YOUR ASSIGNMENT:
Write the entries out again. Every character must match.

(Records from a data collection)
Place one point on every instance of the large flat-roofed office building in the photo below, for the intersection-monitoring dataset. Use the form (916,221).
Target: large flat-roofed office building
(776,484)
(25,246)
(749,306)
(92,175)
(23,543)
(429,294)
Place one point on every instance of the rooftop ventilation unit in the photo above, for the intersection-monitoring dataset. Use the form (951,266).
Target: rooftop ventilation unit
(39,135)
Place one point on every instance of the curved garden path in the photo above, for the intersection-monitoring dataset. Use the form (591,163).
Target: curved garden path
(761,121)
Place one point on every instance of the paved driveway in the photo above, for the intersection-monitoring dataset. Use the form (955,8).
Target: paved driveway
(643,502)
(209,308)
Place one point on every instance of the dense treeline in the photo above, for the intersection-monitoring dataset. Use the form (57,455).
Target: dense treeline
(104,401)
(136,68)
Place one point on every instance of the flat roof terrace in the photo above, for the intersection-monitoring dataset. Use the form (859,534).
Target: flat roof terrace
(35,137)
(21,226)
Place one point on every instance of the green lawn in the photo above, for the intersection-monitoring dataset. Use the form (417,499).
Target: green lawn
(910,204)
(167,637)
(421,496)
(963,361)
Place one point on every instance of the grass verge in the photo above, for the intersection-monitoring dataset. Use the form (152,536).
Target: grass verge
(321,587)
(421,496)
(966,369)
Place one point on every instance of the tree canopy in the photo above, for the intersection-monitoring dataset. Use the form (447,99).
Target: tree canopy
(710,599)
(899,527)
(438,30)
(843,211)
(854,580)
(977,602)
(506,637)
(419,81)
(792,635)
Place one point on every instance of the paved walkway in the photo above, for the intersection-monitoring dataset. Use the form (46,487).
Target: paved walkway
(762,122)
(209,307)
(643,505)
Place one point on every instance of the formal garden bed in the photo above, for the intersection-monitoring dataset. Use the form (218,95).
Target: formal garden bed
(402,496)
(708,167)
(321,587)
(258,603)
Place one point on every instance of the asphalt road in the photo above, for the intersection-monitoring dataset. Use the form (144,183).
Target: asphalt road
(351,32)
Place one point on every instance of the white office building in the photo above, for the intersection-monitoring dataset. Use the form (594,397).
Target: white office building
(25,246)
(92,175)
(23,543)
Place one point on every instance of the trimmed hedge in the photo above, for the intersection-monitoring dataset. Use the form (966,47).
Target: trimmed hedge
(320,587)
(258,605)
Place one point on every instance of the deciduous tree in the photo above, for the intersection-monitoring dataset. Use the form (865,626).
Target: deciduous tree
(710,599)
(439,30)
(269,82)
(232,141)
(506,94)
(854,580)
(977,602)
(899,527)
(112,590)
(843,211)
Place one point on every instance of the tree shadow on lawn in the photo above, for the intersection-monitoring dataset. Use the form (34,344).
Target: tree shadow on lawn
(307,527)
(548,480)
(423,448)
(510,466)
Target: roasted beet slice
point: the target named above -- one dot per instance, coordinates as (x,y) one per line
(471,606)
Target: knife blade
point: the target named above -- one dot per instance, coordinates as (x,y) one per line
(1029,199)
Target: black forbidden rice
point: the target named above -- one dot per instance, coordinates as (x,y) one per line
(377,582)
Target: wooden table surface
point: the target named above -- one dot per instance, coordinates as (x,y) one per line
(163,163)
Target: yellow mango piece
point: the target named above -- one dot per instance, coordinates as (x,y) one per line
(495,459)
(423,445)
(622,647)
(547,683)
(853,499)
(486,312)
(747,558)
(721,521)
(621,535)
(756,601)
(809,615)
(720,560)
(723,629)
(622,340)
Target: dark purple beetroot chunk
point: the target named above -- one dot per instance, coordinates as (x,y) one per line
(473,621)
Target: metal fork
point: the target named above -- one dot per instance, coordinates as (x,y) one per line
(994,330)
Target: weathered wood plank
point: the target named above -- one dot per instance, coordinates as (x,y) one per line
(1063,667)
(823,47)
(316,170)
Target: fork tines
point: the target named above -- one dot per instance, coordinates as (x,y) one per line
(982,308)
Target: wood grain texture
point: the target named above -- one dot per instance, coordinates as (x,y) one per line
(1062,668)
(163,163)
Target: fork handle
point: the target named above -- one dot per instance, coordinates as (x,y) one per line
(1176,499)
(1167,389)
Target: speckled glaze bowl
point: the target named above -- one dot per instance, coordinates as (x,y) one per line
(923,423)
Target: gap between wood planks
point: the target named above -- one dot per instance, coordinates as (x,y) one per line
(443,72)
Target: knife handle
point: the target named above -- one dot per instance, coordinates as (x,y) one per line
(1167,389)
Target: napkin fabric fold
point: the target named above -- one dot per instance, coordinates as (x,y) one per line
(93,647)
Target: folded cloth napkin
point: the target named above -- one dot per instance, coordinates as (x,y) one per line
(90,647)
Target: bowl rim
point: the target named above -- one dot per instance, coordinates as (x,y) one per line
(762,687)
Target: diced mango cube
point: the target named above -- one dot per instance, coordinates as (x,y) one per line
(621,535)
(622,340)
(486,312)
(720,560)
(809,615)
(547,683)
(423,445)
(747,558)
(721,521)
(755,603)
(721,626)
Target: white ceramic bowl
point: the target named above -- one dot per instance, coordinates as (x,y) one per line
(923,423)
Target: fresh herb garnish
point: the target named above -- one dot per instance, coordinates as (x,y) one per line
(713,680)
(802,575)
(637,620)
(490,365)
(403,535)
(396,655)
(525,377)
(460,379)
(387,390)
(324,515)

WRITTEN ANSWER:
Place one point on every instance of the large flat-roofed office building in the photo below, for the intersection-monitoring dataset. Use the form (916,221).
Target: large flat-roofed office building
(776,484)
(25,246)
(749,306)
(92,175)
(23,543)
(429,294)
Place one point on every instance of the rooftop ventilation unit in the photo above, for the intersection-monitoring dataset. Use the form (951,266).
Target: rooftop ventilation unit
(39,135)
Place one point on every instance of the curved garden path in the photo above, for the intersection-monitoring dataset. Use the form (591,163).
Target: curved garden path
(761,121)
Place one point on every instance of the paved driveway in the photo above, for the intersection-monitoring dataset. Use the form (955,8).
Target: paved driveway
(643,502)
(209,308)
Place one point on every instance of the dense treeline in the photo above, for the intersection-monitoring dataset. Use the form (57,455).
Target: dense treeline
(104,401)
(136,68)
Place one point on every instance of the flat roof terrace in the photo above, for the intersection-monitoring dataset. Use the form (859,534).
Target: flat roof terrace
(35,137)
(21,226)
Place one point on every instance of the green lawn in the photo above, for the intersection-monitoring dataset. Use the form (417,499).
Target: green lawn
(910,204)
(167,637)
(421,496)
(963,361)
Place one point on every instance of the grass verge in the photo above, for the intersection-monitoring dataset. Use the form (152,536).
Target: grass verge
(321,587)
(421,496)
(966,369)
Place one point on every instance of the tree canopy in the photo above, for the intersection-monitoring dataset. Use the form (447,99).
Target: tree canopy
(710,599)
(899,527)
(438,30)
(843,211)
(854,580)
(977,602)
(506,637)
(419,81)
(792,635)
Place one point on every instance of the paved walkway in the photo above, for the intersection-monitoring dataset. Use the form (46,487).
Target: paved walkway
(762,122)
(209,307)
(643,505)
Place one point on every instance of the formal garden bed in the photo above, for the intersection-monitoring dataset. Use the form (218,95).
Target: formal garden bed
(402,496)
(708,167)
(321,587)
(258,603)
Place one point on every instance of the asphalt road in the photo above, for the intersection-monitoring dataset. Use the form (144,183).
Target: asphalt road
(351,32)
Place one point on every instance of the white office building in the photo above, for the intersection-monitoring dataset. Use the form (594,397).
Target: white office building
(25,246)
(92,175)
(23,543)
Place one point on every instance of the trimmed hedge in the photo above, for the intersection-monitoring dataset. Use the form (966,47).
Target: trimmed hedge
(320,587)
(258,605)
Place one point on every instance of the deciduous tree in the photo above, for the intersection-monitoring dataset. Use the form (865,626).
Target: deciduous tree
(710,599)
(439,30)
(269,82)
(232,141)
(506,94)
(854,580)
(977,602)
(899,527)
(112,590)
(843,211)
Place one point on every instance of the tree shadow on lawn in the photo above, for the intersection-monitoring dataset. Use the form (34,344).
Target: tree shadow on lawn
(307,527)
(548,480)
(423,448)
(510,466)
Target: roasted beet slice
point: the target named above -- one dot per instance, coordinates as (x,y) one per line
(471,606)
Target: knife blade
point: the target named above -- one dot per instance, coordinates as (x,y) one per line
(1029,199)
Target: black forbidden rice
point: the target named above -- one dot per instance, coordinates as (x,y) one per line
(377,582)
Target: wooden table surface
point: the target named above -- one dot per instance, coordinates as (x,y) one per line
(163,163)
Target: yellow mango piece
point: the target named above -- one dot per instance, coordinates as (x,y) one per line
(495,459)
(423,445)
(622,647)
(547,683)
(853,499)
(486,312)
(747,558)
(721,521)
(621,535)
(756,601)
(809,615)
(720,560)
(723,629)
(622,340)
Target: dark purple beetroot chunk
point: the target named above -- one dot per instance, coordinates as (x,y) one per line
(473,621)
Target: metal fork
point: the target named above -- one dot per instance, coordinates as (x,y) one per line
(994,330)
Target: weathered wood plank
point: the target named above -- one dot per instance, coordinates as (x,y) one per line
(1063,667)
(823,47)
(316,170)
Target: fork tines
point: the target named above -- one dot per instance, coordinates as (x,y) one per line
(982,308)
Target: wood grain texture
point: the target named above -- one dot per instance, coordinates as (x,y) one per line
(1062,668)
(163,163)
Target: fork handle
point: the target named above -- one dot per instance, coordinates as (x,y) one per line
(1176,499)
(1167,389)
Target: speckled glaze bowl
point: the target named above -- one dot per instance, coordinates as (x,y) one per line
(923,423)
Target: gap between wood planks
point: the target named above -- one dot per instance, coordinates as (x,y) one per line
(443,72)
Target: knife handle
point: the target named above -- one dot per instance, coordinates as (x,y) one per line
(1167,389)
Target: napkin fabric fold
point: the target named above -- one dot per instance, coordinates as (x,y) one per line
(93,647)
Target: folded cloth napkin
point: the target named above -- one dot per instance, coordinates as (x,y) one per line
(90,647)
Target: bowl rim
point: the target named above -- one dot per instance, coordinates as (x,y) one per line
(762,687)
Target: diced mango cube
point: the target named above -- one dot per instance, coordinates as (x,y) one per line
(621,535)
(622,340)
(486,312)
(720,560)
(809,615)
(547,683)
(423,445)
(747,558)
(721,521)
(755,603)
(721,626)
Target: white ceramic bowl
point: the target named above -- one dot per instance, coordinates as (x,y) one per line
(923,423)
Target: fresh herb garnish
point: the target named above -- one dot per instance, coordinates as (x,y) one per line
(713,680)
(802,575)
(637,620)
(490,365)
(403,535)
(396,655)
(525,377)
(460,379)
(387,390)
(324,515)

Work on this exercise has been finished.